Take the line that contains "Annotation task: tag one point per instance of the skyscraper" and every line after it in the material below, and quote them exactly.

Labeled-object pointing entries:

[Start]

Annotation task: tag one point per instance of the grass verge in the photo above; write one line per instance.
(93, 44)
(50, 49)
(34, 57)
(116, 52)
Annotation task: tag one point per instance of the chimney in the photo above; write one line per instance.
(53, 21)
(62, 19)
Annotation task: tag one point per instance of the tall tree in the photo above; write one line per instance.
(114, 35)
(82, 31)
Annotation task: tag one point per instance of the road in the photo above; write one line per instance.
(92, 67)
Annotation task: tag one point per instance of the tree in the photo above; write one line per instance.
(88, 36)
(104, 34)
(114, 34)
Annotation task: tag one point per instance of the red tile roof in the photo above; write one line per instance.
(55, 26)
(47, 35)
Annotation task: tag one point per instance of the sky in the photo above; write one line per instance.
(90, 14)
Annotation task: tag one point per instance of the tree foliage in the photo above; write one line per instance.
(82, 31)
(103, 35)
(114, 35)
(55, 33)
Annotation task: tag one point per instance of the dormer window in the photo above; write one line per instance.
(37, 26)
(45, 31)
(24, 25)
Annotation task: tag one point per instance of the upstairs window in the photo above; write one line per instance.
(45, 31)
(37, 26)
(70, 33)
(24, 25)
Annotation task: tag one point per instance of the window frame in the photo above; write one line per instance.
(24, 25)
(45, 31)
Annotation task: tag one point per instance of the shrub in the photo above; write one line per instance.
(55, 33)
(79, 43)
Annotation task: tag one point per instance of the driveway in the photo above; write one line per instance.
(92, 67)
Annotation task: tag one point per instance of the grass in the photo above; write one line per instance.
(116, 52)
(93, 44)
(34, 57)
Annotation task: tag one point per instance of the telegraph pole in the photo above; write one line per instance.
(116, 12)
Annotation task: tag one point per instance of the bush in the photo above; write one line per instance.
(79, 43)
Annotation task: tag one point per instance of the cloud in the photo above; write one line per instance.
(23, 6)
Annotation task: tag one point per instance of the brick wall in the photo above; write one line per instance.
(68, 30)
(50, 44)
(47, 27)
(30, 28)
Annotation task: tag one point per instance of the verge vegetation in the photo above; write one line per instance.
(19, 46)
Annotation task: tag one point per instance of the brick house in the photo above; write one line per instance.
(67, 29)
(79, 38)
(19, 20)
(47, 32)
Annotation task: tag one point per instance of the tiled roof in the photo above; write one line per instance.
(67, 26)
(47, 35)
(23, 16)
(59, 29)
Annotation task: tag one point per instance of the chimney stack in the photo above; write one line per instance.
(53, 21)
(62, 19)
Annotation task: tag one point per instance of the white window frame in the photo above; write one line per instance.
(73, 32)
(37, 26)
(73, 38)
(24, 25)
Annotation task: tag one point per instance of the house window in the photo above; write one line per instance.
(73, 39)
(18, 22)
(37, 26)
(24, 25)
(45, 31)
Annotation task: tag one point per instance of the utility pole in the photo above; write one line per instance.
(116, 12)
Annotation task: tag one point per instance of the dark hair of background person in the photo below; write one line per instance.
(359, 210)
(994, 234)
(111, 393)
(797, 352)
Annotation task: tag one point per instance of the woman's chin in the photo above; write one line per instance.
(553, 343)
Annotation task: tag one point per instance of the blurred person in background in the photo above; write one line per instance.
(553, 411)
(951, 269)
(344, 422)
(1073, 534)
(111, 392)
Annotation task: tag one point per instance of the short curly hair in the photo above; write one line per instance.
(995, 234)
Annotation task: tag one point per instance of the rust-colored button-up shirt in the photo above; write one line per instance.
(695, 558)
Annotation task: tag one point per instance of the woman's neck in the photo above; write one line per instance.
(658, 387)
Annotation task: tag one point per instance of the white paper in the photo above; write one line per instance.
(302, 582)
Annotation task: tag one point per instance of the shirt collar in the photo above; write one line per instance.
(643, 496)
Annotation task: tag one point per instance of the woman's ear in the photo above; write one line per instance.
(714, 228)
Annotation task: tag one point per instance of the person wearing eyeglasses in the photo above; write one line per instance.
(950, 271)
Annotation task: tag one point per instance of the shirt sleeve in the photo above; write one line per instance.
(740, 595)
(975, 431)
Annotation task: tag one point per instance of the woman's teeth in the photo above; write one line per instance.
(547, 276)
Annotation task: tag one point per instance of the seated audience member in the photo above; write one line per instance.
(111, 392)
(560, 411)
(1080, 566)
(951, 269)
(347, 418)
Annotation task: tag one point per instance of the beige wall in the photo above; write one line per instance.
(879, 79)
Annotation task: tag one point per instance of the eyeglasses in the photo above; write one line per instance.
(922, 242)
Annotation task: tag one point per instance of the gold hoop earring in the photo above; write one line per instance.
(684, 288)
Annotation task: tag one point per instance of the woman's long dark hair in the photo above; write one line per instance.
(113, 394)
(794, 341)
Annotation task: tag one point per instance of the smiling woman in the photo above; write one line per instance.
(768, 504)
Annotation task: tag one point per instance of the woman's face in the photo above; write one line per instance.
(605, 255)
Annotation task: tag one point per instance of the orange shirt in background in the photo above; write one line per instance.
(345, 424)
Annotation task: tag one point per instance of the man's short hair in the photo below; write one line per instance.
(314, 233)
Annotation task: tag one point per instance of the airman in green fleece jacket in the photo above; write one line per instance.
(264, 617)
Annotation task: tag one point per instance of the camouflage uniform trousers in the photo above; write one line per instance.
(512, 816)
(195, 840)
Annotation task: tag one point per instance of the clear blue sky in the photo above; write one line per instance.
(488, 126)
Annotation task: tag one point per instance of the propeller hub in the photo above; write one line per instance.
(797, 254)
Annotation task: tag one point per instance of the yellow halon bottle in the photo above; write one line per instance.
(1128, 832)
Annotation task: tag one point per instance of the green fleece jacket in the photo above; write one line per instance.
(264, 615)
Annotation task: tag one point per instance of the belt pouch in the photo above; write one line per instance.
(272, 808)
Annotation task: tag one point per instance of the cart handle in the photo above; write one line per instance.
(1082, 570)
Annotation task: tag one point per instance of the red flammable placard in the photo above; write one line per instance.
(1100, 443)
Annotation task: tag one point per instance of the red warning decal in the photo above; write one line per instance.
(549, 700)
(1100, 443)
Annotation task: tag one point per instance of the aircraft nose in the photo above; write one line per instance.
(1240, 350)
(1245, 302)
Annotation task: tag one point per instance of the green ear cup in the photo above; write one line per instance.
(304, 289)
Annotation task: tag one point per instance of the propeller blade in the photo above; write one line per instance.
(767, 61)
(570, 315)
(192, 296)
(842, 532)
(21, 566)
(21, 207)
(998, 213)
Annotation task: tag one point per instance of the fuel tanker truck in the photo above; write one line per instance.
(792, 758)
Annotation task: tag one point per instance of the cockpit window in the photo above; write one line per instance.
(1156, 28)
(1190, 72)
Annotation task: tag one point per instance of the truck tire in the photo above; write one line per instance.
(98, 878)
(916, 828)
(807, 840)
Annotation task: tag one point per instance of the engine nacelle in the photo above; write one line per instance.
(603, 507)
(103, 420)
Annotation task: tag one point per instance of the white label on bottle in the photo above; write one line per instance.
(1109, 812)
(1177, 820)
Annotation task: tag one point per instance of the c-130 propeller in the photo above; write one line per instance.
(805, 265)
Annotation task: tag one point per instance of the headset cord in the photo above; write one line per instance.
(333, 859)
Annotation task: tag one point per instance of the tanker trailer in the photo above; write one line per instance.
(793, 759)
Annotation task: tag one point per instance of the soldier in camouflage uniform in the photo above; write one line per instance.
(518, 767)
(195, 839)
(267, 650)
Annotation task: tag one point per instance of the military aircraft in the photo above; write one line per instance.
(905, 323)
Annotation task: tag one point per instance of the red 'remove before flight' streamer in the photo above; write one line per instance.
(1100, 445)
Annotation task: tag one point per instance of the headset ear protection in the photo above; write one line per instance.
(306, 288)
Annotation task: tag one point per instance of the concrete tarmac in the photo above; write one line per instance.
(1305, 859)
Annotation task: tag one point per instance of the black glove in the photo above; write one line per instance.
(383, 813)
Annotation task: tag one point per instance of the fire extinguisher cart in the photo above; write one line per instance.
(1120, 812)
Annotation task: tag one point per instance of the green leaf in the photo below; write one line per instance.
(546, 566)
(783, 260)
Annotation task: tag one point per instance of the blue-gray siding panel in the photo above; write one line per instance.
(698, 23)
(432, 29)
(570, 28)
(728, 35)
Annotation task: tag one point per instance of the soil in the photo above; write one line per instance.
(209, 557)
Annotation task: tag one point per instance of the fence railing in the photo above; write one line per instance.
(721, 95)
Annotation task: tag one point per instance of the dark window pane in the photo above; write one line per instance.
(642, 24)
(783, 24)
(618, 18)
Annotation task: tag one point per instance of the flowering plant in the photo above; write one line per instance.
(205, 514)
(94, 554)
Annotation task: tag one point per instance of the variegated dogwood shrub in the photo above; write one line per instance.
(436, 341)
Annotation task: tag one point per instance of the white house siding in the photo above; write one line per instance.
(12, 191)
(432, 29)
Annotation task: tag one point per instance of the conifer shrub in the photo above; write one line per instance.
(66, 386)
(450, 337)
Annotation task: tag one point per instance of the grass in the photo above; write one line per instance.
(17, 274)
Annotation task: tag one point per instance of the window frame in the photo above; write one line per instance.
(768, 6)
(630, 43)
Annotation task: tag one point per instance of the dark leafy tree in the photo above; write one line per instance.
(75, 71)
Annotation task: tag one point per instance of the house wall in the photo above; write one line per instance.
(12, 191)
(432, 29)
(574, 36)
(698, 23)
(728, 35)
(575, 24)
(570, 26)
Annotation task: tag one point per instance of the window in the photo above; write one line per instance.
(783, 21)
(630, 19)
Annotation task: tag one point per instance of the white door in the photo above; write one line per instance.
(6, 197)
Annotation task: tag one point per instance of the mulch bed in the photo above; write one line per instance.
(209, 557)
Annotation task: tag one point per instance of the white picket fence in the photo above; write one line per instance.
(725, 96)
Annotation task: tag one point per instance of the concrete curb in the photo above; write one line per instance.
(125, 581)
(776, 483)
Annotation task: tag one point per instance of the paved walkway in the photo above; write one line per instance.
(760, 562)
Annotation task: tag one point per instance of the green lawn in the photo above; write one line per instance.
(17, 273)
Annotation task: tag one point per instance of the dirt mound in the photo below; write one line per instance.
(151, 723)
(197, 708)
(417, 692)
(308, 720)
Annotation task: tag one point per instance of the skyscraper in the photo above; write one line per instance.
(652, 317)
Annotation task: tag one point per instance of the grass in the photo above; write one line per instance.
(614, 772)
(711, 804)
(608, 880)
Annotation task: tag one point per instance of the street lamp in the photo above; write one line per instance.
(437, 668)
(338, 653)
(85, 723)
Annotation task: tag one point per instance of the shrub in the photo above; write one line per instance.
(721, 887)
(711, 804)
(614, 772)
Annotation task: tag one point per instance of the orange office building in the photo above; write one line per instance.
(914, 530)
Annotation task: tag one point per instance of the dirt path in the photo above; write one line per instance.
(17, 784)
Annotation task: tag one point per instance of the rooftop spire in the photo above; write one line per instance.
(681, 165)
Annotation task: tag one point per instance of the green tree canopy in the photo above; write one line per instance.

[End]

:: Answer to the task ::
Annotation task: tag one point per instance of the skyscraper in the photo above; write one line per instance.
(652, 317)
Annotation task: tag one point per instance of the grass in the photo above; write one line per instance.
(614, 772)
(711, 804)
(608, 880)
Annotation task: tag one point per instance of the street lamp in the photo above; write one line per instance.
(437, 668)
(338, 653)
(85, 723)
Annotation task: tag one point per instance of the shrub in the photo above; write one line per instance.
(721, 887)
(711, 804)
(614, 772)
Annotation task: tag one point per instance of the orange office building in the photo above; write one line per instance.
(914, 530)
Annotation task: tag one point per instance of the dirt path in the photo above; write one line per instance.
(17, 784)
Annotation task: tag one point per instance of the rooftop spire in the photo above; write one line per instance.
(681, 165)
Annotation task: tag one point per instance of the green tree canopy in the photo above; write one line per instance.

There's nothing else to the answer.